Start of TEXT SEGMENT

No wonder a legislative task force yesterday began delving into what improvements are needed in the system delivering drinking water to customers. The lawmakers heard plenty about the problems, but few answers on where to get the money to solve them.
“The hardest part is where will the money come from,’’ conceded Sen. Linda Greenstein (D-Mercer), co-chair of the Joint Legislative Task Force on Drinking Water Infrastructure.
Do not pin your hopes on the federal government, warned the other co-chair, Assemblyman John McKeon (D-Essex). The federal government has shaved funding for drinking water projects by 75 percent in recent years, he said.
All of which likely means that if investments are to be made in the future, it will translate into higher bills for customers, who now pay roughly a penny a gallon for drinking water, according to Andrew Hendry, president of the New Jersey Utilities Association. His group represents six investor-owned water companies, serving about 40 percent of the state’s population.

End of TEXT SEGMENT
Start of SUPPLIED INFORMATION

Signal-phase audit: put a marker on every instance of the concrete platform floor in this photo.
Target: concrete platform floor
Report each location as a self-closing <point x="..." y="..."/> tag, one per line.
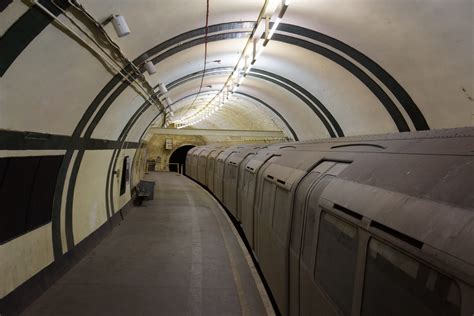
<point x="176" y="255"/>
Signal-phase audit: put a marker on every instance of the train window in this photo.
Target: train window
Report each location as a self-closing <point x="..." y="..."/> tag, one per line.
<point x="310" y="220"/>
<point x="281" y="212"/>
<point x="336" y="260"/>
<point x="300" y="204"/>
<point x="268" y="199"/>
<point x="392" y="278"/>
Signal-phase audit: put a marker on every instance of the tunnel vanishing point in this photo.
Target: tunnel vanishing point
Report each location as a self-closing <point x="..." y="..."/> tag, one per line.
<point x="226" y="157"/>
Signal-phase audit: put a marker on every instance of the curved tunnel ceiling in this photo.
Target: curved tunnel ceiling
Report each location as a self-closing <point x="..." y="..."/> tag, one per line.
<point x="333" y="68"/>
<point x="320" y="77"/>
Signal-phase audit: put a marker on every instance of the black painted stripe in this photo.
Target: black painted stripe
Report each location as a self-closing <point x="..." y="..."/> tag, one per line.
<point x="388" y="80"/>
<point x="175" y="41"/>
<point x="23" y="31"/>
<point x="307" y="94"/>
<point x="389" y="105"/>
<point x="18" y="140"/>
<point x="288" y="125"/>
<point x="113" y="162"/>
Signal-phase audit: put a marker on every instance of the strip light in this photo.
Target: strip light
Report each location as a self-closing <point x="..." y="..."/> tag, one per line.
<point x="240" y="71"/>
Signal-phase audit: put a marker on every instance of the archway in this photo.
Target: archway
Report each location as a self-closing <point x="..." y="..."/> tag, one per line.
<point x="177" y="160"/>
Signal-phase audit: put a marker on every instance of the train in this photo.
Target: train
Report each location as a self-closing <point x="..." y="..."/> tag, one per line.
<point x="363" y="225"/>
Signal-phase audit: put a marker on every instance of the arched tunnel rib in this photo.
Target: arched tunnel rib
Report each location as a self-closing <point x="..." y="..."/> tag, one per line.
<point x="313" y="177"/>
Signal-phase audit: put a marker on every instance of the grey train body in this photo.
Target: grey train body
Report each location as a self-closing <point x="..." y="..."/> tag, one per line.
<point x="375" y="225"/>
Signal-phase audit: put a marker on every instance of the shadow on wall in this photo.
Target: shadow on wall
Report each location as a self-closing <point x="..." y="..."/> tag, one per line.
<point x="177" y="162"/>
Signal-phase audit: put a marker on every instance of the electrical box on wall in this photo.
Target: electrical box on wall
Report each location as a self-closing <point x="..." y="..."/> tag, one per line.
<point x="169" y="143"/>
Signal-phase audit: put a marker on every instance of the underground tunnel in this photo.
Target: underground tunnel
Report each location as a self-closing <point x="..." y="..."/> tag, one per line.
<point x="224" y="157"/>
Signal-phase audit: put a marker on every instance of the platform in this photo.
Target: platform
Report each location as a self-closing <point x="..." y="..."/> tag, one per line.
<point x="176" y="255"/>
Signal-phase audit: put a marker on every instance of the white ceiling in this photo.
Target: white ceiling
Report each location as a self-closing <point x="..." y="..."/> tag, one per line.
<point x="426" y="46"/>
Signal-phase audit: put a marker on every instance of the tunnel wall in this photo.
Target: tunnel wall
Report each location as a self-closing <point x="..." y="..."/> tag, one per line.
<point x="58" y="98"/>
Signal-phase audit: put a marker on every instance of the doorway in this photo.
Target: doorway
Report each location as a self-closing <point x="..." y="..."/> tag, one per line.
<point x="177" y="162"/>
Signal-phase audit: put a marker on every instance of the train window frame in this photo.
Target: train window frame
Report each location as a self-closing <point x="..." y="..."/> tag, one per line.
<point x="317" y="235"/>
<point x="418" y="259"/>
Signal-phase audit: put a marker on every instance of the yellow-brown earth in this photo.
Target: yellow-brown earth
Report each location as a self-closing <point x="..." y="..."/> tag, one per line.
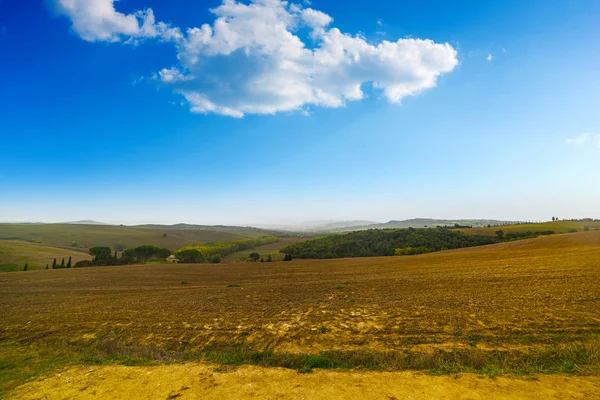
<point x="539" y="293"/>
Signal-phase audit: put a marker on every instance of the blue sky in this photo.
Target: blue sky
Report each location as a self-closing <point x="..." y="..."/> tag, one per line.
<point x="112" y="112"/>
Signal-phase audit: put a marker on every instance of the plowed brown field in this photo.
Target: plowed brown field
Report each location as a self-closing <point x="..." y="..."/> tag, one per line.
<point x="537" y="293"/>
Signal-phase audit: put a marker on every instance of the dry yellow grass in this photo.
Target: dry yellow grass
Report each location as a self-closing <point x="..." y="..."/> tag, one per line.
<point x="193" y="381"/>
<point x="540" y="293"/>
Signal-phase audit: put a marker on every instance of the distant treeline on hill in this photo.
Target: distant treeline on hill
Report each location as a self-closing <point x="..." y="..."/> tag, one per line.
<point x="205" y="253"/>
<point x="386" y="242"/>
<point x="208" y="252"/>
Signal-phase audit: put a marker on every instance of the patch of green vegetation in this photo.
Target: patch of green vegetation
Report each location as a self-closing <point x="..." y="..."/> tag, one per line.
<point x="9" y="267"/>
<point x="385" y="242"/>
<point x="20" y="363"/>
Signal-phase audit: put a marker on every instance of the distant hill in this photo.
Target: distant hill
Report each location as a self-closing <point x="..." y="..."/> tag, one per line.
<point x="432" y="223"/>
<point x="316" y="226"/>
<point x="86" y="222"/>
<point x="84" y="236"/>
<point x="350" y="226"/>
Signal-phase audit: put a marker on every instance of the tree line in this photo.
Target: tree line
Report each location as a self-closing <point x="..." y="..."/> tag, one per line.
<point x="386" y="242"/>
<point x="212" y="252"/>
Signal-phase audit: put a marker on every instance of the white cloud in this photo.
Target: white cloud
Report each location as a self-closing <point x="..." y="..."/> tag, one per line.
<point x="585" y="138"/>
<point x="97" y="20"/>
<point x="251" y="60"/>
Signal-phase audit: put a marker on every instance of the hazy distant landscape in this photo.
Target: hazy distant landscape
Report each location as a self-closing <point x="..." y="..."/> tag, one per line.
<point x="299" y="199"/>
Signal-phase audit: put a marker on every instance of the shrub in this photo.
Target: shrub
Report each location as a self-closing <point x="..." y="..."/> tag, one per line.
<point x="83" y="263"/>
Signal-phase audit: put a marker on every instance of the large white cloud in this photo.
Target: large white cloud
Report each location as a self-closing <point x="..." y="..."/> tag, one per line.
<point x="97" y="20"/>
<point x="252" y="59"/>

End of SUPPLIED INFORMATION
Start of SUPPLIED INFORMATION

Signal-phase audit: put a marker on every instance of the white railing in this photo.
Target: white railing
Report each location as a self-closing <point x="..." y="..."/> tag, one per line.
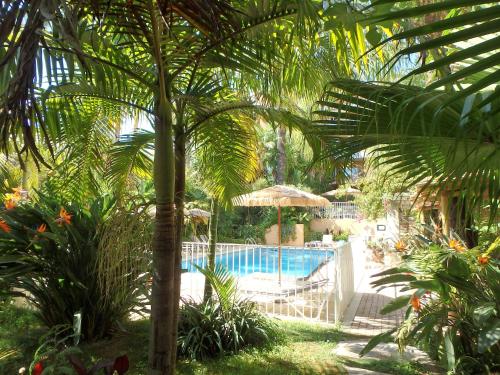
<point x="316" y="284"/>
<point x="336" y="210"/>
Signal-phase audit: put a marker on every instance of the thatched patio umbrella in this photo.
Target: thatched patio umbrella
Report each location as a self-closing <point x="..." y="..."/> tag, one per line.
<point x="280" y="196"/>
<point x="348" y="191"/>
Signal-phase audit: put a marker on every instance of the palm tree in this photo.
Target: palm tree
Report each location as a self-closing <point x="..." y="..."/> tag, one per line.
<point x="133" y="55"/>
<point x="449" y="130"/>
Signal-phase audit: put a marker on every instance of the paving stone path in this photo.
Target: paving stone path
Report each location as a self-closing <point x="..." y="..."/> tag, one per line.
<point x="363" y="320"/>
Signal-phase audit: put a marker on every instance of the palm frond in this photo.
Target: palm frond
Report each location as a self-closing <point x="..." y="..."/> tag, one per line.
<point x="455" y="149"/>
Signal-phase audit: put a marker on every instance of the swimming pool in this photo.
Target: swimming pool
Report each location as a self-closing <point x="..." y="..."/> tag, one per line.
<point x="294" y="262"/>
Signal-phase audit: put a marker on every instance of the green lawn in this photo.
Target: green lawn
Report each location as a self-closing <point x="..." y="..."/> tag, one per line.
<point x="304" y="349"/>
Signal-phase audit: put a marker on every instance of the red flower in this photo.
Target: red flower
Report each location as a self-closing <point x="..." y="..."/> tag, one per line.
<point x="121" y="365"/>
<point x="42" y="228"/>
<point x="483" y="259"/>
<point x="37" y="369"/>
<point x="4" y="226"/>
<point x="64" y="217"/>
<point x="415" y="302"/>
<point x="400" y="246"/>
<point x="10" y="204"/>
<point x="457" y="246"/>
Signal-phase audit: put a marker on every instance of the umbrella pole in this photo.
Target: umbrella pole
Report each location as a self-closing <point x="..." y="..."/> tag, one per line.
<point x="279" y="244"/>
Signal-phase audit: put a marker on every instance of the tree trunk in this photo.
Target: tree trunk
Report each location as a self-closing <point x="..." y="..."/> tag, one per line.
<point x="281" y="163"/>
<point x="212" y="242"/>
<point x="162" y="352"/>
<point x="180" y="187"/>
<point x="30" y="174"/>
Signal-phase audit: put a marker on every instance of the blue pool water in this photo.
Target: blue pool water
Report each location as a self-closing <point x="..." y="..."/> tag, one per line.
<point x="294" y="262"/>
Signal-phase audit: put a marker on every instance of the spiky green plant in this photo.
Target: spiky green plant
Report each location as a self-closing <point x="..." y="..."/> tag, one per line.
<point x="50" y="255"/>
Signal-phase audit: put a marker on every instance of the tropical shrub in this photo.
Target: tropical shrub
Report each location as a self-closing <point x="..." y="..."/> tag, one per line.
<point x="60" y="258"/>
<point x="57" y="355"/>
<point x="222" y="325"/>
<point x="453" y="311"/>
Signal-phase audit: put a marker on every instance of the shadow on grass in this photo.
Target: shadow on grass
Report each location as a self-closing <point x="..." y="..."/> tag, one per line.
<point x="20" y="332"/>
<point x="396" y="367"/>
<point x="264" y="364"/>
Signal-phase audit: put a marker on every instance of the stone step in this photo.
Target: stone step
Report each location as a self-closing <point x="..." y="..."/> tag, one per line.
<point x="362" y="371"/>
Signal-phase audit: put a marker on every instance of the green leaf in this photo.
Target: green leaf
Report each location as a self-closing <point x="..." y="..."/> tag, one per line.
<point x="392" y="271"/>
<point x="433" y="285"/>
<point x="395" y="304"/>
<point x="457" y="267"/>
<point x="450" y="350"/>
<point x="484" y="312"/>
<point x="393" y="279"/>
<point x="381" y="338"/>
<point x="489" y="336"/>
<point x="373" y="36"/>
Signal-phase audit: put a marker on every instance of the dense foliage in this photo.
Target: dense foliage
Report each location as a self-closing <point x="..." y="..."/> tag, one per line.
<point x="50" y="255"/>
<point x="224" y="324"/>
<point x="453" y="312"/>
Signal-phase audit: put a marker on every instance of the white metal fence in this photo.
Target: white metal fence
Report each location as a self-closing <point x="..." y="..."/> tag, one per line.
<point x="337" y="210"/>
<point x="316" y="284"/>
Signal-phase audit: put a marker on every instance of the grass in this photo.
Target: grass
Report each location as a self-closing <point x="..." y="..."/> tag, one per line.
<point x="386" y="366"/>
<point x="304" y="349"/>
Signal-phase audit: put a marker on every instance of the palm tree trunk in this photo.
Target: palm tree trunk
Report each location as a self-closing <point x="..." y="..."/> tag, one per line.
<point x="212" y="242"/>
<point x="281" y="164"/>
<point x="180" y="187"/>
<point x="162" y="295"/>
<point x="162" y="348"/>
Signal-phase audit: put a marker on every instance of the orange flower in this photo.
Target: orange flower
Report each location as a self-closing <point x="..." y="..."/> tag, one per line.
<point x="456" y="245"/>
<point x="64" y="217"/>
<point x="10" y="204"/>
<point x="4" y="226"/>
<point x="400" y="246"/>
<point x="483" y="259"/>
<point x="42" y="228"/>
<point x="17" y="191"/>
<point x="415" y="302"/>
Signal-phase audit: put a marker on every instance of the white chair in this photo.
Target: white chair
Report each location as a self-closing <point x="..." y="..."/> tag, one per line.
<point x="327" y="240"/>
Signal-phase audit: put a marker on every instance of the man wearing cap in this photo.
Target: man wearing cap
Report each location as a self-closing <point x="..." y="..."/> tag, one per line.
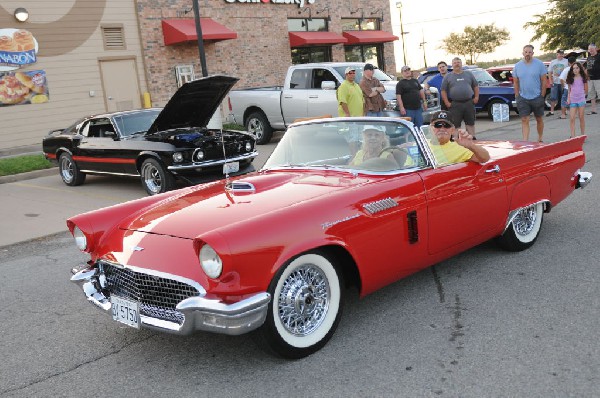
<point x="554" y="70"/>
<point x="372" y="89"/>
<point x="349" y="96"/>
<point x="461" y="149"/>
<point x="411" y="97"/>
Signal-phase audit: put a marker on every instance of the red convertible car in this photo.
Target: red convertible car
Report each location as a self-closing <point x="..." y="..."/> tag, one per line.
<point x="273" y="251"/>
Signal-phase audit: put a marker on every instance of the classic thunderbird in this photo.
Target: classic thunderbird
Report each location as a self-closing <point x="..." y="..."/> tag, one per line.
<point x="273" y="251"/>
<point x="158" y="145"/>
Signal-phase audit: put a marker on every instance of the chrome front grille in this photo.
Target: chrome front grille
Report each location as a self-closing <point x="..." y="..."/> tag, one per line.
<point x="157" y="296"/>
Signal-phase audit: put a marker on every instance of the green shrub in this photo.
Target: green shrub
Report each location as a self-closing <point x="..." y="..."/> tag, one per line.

End of SUPPLIED INFORMATION

* **REQUIREMENT 1**: List every person named in the text on drinking water funding.
* **REQUIREMENT 2**: According to the text on drinking water funding, by how much has the federal government cut funding for drinking water projects in recent years?

* **RESPONSE BOX 1**:
Linda Greenstein
John McKeon
Andrew Hendry

* **RESPONSE BOX 2**: By 75 percent.